** begin PROVIDED PASSAGE **
# Removing Skunk Odor...



## El Gato Loco (Jan 15, 2010)

Found online and thought i'd share. Of course this could apply to pelts and yourself too.



> *The Skunk Remedy Recipe*
> 
> In a plastic bucket, mix well the following ingredients:
> 
> ...


----------



## TexAgBQ81 (Mar 4, 2010)

Interesting. May i add if you add soap to a mixture add it last or you will have a large amount of foam to deal with.


----------



## youngdon (Mar 10, 2010)

Good to know. Is there a reason you were looking this up ?


----------



## El Gato Loco (Jan 15, 2010)

youngdon said:


> Good to know. Is there a reason you were looking this up ?


Yea I am using skunk essence at all of my cage sets for cats and im not exactly a pro at handling the stuff. It permeates everything within 100 ft, penetrates walls from my workshop into the house, etc. The wife is really starting to hate me. I just figured I better research what to do in case I end up taking a bath in the stuff some how.
** end PROVIDED PASSAGE **
** begin ENTRIES **
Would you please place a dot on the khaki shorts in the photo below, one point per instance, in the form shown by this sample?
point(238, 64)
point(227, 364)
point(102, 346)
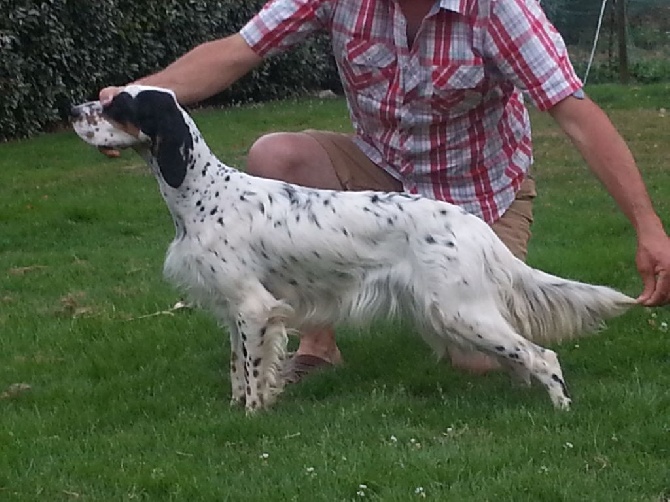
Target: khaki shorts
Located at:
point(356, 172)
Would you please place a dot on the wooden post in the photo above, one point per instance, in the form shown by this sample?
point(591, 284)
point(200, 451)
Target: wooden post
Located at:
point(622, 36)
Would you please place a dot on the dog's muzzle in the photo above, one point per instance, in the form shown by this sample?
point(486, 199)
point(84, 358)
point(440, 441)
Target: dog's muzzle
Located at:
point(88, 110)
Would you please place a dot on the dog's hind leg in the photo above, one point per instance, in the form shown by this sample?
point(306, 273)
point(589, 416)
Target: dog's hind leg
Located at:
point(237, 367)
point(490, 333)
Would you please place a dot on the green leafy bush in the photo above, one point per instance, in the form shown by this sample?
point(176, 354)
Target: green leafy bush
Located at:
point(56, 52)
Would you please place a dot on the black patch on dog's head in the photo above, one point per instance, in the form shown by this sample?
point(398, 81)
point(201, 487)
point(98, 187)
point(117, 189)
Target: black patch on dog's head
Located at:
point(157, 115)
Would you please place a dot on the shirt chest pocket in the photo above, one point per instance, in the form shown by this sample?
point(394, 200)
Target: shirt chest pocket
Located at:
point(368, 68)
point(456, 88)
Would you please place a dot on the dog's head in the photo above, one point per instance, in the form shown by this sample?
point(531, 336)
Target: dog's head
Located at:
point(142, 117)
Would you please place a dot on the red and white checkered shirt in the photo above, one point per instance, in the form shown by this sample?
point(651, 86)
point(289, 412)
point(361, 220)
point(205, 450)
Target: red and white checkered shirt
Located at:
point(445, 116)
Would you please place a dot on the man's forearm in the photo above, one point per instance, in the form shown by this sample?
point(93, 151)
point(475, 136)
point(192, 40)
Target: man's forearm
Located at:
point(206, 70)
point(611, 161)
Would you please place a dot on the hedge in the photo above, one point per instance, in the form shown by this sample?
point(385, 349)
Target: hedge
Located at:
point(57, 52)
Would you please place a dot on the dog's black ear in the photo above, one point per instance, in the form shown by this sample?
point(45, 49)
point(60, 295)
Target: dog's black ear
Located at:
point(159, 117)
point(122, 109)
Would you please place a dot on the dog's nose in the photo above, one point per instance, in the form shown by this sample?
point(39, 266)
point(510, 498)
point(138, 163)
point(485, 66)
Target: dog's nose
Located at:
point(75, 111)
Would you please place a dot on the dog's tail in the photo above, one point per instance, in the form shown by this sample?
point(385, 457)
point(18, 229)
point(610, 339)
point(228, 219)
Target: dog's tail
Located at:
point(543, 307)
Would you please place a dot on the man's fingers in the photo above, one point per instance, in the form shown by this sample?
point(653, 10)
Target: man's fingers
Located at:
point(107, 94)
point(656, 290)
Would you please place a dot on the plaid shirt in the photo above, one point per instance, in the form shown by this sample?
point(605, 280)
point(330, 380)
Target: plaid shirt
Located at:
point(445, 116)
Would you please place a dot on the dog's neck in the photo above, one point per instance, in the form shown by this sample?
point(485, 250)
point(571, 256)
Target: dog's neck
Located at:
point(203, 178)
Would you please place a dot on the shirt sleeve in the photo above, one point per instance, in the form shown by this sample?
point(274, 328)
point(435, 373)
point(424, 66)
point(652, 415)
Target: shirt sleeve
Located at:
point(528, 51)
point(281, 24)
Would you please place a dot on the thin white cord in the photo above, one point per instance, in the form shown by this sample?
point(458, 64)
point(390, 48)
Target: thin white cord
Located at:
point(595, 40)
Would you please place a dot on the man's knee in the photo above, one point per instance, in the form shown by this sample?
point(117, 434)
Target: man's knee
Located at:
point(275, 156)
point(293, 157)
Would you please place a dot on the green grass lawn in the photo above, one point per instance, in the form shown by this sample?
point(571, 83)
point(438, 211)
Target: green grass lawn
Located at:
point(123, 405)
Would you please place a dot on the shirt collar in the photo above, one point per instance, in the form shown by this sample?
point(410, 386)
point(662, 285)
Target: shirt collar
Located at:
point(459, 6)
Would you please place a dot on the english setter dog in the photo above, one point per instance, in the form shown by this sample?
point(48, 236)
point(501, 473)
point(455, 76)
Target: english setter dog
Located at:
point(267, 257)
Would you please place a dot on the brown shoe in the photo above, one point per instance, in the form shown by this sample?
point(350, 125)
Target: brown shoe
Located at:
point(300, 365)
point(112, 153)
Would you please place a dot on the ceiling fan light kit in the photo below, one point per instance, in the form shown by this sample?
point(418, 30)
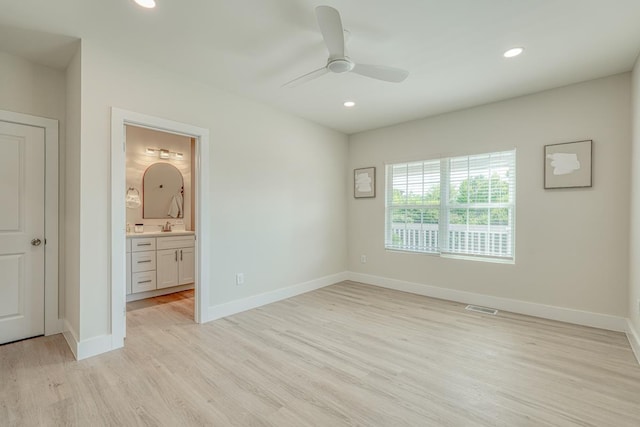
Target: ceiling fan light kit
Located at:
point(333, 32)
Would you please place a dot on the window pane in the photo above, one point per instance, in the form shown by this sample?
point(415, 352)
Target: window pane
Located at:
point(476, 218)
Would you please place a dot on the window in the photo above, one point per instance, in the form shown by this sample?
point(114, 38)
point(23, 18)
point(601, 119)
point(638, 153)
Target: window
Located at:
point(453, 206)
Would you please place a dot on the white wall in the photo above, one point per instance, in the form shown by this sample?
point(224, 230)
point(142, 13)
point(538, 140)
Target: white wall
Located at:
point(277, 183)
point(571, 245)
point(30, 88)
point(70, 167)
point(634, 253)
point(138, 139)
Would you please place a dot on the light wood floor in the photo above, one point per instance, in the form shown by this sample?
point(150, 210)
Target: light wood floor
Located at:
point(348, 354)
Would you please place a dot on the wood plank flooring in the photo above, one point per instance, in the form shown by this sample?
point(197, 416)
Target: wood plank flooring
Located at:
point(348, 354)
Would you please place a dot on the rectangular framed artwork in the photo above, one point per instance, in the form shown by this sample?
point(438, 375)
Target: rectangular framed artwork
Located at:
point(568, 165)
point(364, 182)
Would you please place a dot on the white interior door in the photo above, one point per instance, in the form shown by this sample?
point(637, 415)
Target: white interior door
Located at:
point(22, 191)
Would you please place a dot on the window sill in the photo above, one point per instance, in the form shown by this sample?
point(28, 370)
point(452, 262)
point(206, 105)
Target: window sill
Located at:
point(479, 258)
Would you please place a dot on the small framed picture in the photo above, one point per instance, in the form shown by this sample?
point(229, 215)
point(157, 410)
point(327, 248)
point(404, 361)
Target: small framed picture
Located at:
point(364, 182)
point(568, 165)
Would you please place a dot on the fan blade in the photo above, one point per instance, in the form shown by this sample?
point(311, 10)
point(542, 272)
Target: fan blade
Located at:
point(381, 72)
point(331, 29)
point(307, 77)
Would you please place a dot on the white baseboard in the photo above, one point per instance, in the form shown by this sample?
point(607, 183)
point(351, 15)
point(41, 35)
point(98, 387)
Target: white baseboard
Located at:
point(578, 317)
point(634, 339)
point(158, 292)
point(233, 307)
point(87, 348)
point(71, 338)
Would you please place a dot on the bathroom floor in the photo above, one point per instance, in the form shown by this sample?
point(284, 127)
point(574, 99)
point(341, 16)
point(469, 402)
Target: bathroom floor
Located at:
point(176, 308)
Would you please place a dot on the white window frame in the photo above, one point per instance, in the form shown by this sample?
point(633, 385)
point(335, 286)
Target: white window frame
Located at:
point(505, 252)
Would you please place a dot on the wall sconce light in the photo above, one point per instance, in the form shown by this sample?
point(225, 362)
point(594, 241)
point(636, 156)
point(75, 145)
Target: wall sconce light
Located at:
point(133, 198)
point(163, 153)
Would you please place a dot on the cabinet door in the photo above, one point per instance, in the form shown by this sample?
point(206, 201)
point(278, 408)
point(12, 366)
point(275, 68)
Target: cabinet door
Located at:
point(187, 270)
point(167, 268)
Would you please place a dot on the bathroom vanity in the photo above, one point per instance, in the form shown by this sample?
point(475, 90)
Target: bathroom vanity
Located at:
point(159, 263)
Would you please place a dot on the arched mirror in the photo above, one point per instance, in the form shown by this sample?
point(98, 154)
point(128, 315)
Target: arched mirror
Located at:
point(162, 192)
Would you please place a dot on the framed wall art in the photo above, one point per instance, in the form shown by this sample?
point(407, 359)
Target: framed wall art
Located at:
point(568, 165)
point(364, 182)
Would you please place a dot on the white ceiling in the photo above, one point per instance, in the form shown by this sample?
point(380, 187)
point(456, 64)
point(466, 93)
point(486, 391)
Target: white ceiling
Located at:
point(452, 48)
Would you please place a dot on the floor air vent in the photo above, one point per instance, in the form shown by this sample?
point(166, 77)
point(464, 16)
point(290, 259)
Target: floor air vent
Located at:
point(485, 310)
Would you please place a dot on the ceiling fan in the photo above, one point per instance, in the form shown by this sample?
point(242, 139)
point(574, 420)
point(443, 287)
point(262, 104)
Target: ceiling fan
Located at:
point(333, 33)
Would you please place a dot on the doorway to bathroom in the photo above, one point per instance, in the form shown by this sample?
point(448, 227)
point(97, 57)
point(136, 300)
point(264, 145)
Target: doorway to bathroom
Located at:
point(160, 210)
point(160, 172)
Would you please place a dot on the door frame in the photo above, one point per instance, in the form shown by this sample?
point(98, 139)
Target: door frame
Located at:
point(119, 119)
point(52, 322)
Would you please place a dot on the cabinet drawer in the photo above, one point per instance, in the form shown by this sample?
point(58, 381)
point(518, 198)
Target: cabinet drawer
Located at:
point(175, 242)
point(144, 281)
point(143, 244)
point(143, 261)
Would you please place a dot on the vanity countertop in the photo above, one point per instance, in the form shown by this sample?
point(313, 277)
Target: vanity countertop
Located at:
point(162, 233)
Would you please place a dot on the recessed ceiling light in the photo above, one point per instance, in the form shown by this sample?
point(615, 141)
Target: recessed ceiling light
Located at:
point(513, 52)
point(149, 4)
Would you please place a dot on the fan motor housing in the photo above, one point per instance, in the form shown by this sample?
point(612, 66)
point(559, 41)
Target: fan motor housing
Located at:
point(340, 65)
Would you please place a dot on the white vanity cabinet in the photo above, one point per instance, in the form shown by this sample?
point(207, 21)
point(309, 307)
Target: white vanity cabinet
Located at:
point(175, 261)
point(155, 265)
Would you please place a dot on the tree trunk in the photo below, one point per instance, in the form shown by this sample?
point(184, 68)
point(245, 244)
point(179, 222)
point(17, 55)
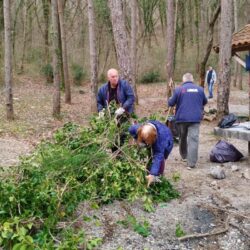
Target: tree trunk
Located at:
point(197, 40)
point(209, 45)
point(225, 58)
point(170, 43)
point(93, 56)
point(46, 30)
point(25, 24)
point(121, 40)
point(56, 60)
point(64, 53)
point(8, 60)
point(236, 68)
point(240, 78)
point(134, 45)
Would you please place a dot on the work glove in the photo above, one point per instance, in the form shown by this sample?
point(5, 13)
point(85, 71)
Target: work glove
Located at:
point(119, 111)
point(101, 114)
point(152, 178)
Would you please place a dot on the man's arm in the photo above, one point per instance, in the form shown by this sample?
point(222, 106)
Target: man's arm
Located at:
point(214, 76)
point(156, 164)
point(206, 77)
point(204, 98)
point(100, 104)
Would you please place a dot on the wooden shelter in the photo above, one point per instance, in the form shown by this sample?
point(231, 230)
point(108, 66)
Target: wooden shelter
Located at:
** end ENTRIES **
** begin ENTRIES **
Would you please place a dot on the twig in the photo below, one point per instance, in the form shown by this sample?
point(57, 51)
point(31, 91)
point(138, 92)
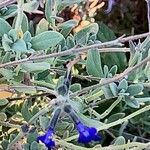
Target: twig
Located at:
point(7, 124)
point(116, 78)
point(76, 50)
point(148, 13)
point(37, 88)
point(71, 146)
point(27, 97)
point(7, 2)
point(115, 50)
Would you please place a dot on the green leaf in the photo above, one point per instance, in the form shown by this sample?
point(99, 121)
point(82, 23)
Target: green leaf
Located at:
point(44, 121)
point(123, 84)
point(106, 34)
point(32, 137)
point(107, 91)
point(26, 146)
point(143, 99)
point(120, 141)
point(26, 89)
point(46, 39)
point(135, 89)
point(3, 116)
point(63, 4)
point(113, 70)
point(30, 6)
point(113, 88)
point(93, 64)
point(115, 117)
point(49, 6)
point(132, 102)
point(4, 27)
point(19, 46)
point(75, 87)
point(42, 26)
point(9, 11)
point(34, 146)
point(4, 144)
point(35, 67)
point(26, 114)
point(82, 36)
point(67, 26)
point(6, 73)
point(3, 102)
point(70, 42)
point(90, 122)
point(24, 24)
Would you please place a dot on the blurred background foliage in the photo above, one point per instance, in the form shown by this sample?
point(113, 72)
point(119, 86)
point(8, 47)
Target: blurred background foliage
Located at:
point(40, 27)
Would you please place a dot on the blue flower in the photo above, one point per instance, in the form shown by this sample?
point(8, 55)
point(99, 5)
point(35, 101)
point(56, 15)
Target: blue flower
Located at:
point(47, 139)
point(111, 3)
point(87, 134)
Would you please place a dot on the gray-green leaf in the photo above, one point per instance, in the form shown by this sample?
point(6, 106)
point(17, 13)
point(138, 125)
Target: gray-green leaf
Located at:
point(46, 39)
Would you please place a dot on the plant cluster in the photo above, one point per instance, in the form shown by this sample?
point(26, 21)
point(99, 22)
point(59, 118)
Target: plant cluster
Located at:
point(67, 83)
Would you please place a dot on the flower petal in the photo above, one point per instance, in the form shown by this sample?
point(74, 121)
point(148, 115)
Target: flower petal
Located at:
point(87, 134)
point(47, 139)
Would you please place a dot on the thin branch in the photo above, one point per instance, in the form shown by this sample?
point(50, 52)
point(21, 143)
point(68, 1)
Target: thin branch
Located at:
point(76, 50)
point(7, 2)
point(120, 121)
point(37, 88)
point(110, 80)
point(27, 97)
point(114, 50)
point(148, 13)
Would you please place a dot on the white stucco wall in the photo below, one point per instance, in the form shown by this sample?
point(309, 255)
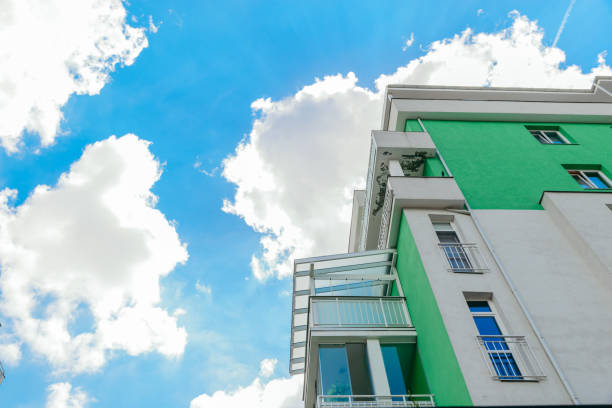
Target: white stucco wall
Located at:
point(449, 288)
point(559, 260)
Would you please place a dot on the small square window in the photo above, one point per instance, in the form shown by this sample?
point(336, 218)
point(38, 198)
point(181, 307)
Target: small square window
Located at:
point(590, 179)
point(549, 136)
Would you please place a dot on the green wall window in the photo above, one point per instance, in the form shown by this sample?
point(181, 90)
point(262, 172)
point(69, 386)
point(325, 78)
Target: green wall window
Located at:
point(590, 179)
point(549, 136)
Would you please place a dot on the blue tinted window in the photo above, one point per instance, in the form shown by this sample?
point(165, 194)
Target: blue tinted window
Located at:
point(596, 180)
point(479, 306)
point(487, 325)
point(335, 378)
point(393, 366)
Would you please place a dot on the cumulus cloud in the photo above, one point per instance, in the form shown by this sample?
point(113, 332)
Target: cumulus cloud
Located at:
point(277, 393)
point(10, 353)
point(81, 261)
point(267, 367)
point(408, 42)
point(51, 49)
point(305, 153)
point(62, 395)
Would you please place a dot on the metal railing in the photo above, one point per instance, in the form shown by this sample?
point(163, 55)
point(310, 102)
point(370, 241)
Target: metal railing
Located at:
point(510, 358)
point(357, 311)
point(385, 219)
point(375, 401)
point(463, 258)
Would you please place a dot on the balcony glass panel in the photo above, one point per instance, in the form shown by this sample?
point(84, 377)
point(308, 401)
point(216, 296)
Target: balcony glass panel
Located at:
** end ENTRIES **
** begin ENTRIES **
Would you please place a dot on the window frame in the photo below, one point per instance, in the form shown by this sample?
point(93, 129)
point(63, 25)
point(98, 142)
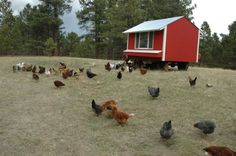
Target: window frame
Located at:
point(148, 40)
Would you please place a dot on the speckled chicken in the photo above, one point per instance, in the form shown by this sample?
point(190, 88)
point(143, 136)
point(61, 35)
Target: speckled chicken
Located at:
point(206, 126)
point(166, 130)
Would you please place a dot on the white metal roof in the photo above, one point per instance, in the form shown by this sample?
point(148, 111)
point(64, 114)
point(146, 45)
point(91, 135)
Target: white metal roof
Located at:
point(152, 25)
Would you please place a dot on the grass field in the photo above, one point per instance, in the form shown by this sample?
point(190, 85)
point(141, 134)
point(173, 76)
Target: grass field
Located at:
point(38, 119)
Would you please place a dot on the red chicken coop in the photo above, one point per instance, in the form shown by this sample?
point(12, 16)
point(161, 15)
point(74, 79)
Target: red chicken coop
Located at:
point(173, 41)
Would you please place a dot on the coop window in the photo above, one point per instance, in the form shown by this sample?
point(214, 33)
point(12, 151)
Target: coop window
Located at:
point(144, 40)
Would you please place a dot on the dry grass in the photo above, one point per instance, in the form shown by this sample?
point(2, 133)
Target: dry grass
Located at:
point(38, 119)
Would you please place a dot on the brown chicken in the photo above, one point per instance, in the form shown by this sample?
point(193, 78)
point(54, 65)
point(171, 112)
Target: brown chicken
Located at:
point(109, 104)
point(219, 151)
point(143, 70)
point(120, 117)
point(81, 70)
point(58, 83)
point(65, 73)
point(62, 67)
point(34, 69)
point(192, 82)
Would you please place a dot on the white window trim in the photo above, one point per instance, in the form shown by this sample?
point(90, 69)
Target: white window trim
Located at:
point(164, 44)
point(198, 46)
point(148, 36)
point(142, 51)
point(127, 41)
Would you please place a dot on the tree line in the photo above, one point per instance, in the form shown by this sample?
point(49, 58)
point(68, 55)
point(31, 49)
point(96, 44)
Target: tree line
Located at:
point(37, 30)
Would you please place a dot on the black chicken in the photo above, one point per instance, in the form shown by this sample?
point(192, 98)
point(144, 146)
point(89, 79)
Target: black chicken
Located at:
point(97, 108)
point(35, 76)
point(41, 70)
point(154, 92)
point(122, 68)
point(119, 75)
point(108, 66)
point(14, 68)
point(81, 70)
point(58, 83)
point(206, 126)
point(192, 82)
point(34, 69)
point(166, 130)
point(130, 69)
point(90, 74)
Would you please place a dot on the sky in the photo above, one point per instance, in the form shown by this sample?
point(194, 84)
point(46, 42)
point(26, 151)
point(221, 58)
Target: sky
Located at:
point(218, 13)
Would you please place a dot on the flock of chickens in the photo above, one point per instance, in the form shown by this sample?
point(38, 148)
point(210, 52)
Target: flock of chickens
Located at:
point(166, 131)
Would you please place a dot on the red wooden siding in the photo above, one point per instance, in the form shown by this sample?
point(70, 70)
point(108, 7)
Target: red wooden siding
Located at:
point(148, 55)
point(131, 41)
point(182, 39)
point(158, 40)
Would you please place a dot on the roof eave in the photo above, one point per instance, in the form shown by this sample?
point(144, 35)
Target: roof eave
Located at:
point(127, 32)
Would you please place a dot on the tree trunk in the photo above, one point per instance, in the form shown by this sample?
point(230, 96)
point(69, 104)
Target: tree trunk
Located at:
** end ENTRIES **
**WHAT TO DO**
In the skunk odor thread, why should soap be added last when mixing?

**SOLUTION TO THE EXERCISE**
Otherwise you will have a large amount of foam to deal with.